▸ Short problem: Present the following data again exactly as it is shown.

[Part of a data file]
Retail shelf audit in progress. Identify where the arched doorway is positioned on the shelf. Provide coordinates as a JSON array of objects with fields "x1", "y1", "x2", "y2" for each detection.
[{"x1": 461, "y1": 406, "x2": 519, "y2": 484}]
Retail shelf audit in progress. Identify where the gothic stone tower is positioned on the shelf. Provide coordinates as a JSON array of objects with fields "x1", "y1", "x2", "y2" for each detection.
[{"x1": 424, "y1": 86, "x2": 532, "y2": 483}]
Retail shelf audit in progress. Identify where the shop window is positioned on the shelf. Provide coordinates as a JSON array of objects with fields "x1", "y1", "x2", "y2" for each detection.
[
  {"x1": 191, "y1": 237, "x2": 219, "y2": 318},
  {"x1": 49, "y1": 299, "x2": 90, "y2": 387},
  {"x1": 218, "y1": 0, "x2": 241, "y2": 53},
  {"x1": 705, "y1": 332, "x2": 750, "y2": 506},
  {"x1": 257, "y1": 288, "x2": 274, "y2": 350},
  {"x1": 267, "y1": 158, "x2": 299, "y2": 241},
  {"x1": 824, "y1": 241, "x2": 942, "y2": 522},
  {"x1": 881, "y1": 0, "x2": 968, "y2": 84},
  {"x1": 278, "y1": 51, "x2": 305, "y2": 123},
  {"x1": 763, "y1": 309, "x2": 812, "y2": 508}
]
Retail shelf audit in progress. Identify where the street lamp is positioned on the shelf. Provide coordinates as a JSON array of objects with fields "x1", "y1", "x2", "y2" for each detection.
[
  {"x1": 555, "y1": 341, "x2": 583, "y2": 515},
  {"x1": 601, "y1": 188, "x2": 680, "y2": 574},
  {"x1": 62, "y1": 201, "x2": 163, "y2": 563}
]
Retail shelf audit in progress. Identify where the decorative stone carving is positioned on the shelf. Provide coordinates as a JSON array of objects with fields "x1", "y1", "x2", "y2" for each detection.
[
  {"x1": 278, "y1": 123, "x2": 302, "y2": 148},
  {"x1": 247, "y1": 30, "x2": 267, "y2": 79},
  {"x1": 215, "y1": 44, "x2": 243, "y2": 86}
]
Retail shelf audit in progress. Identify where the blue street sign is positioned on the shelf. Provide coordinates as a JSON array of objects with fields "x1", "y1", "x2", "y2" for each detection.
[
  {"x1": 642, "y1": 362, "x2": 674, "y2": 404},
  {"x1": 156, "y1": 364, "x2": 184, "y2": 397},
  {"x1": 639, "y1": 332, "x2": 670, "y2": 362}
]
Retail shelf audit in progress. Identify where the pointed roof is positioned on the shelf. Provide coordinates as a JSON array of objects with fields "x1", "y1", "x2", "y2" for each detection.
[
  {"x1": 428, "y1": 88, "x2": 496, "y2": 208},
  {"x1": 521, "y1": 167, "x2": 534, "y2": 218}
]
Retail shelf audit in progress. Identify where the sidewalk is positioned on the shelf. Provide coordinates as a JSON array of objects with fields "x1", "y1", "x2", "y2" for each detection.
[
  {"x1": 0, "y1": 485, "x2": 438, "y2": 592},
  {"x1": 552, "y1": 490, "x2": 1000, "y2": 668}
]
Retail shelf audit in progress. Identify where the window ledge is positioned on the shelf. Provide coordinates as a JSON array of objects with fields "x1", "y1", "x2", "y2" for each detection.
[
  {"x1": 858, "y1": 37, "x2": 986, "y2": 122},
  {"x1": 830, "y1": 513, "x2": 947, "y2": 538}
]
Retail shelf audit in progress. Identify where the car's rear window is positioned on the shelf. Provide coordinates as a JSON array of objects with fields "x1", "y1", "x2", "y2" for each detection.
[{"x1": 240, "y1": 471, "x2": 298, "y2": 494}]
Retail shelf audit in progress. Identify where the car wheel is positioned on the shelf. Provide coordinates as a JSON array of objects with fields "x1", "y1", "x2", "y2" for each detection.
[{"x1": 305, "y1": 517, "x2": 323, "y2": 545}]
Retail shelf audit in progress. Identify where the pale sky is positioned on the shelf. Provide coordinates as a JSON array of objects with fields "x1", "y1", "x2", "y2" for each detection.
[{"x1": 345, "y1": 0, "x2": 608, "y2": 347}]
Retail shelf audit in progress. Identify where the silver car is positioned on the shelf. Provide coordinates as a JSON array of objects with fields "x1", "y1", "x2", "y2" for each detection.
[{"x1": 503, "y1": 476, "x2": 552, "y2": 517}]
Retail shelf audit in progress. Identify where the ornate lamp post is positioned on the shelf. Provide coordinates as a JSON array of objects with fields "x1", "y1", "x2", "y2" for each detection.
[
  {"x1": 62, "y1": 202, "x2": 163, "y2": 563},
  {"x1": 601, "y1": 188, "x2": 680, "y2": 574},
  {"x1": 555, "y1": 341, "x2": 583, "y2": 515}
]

▸ Correct response:
Retail shelf audit in progress. Identify where the arched doorway is positioned on the shelf. Provide coordinates as a JSON array of objects with fields "x1", "y1", "x2", "y2" for each detection.
[{"x1": 461, "y1": 406, "x2": 519, "y2": 484}]
Retail shelf audit in progress. Identify where the gothic stone tower is positioned on the shelf. Provide coordinates as a JSON array of objects with fields "x1", "y1", "x2", "y2" for each detection.
[{"x1": 424, "y1": 86, "x2": 532, "y2": 483}]
Retail shelf audit in progress. Identify where the shop window is positioned on the shelf. Provide coordinates as a JSON array of objects with fields "x1", "y1", "x2", "y2" for each detection.
[
  {"x1": 191, "y1": 237, "x2": 219, "y2": 318},
  {"x1": 49, "y1": 299, "x2": 90, "y2": 387},
  {"x1": 218, "y1": 0, "x2": 241, "y2": 53},
  {"x1": 705, "y1": 332, "x2": 750, "y2": 506},
  {"x1": 257, "y1": 288, "x2": 274, "y2": 350},
  {"x1": 267, "y1": 158, "x2": 299, "y2": 241},
  {"x1": 824, "y1": 241, "x2": 942, "y2": 522},
  {"x1": 881, "y1": 0, "x2": 968, "y2": 84},
  {"x1": 278, "y1": 51, "x2": 305, "y2": 123},
  {"x1": 763, "y1": 309, "x2": 812, "y2": 508}
]
Retail shelf audit in progress. Identify where the street lamp is positioned on the shelf. Provide coordinates as a JSON array of objects with fields "x1", "y1", "x2", "y2" for each detection.
[
  {"x1": 555, "y1": 341, "x2": 583, "y2": 515},
  {"x1": 601, "y1": 188, "x2": 680, "y2": 574},
  {"x1": 62, "y1": 201, "x2": 163, "y2": 563}
]
Retail shelf audit in progress. Identify where the decorative stone carving is positioned on the shelf. Provide coordinates as a JSON array of objects with fields "x1", "y1", "x2", "y2" for each detection.
[
  {"x1": 278, "y1": 123, "x2": 302, "y2": 148},
  {"x1": 247, "y1": 30, "x2": 267, "y2": 79},
  {"x1": 215, "y1": 44, "x2": 243, "y2": 86}
]
Retail shelf audit in progress. Identify where the blue street sign is positioned on the shelf. Provide coordinates as a JSON array of objects with fields "x1", "y1", "x2", "y2" for each detection.
[
  {"x1": 642, "y1": 362, "x2": 674, "y2": 404},
  {"x1": 156, "y1": 364, "x2": 184, "y2": 397},
  {"x1": 639, "y1": 332, "x2": 670, "y2": 362}
]
Retail shelf audit in progress. Identify where the pointed roof is positioned on the shelf. Provide coordinates as a JSON array of objects with fields "x1", "y1", "x2", "y2" for each detection.
[
  {"x1": 428, "y1": 88, "x2": 496, "y2": 208},
  {"x1": 521, "y1": 167, "x2": 534, "y2": 218}
]
Retail shelf audit in progress. Identify where the sidewalk is positioned on the shelf. Provide coordinates as a JSON array of objects with fields "x1", "y1", "x2", "y2" for each detection.
[
  {"x1": 0, "y1": 485, "x2": 438, "y2": 592},
  {"x1": 552, "y1": 490, "x2": 1000, "y2": 668}
]
Retail shelf audit in progress. Identify where the window ledge is positioned on the shelf. Provide coordinates as a JSON array of objects with fields "x1", "y1", "x2", "y2" for each detection.
[
  {"x1": 858, "y1": 37, "x2": 986, "y2": 122},
  {"x1": 830, "y1": 513, "x2": 947, "y2": 538}
]
Retail shelf audit in progress. Identify where the car's rear window is positioned on the shelf. Provide coordinates as a JSON array of objects with fields "x1", "y1", "x2", "y2" for each detection.
[{"x1": 240, "y1": 471, "x2": 298, "y2": 494}]
Retail shelf audit in progress. Identify where the car wheel is positioned on the shelf. Provide coordinates as a JSON array of objects with fields "x1", "y1", "x2", "y2" for each detection.
[{"x1": 305, "y1": 517, "x2": 323, "y2": 545}]
Retail shelf audit in progress. Identify where the pale sky is positioned on the shelf. Provide coordinates as a JSON array of objects with fields "x1", "y1", "x2", "y2" for each detection.
[{"x1": 345, "y1": 0, "x2": 608, "y2": 347}]
Retail shelf audit in progress. Identify where the silver car is positioned on the shelf. Provide coordinates as a JSON array of objects with fields "x1", "y1", "x2", "y2" for each detection.
[{"x1": 503, "y1": 476, "x2": 552, "y2": 517}]
Retail shelf audit in progress. Identify where the ornate lamp post is positioned on the shelf. Provide coordinates as a JSON array of objects with fields "x1", "y1", "x2", "y2" for each detection.
[
  {"x1": 62, "y1": 202, "x2": 163, "y2": 563},
  {"x1": 601, "y1": 188, "x2": 680, "y2": 574},
  {"x1": 555, "y1": 341, "x2": 583, "y2": 515}
]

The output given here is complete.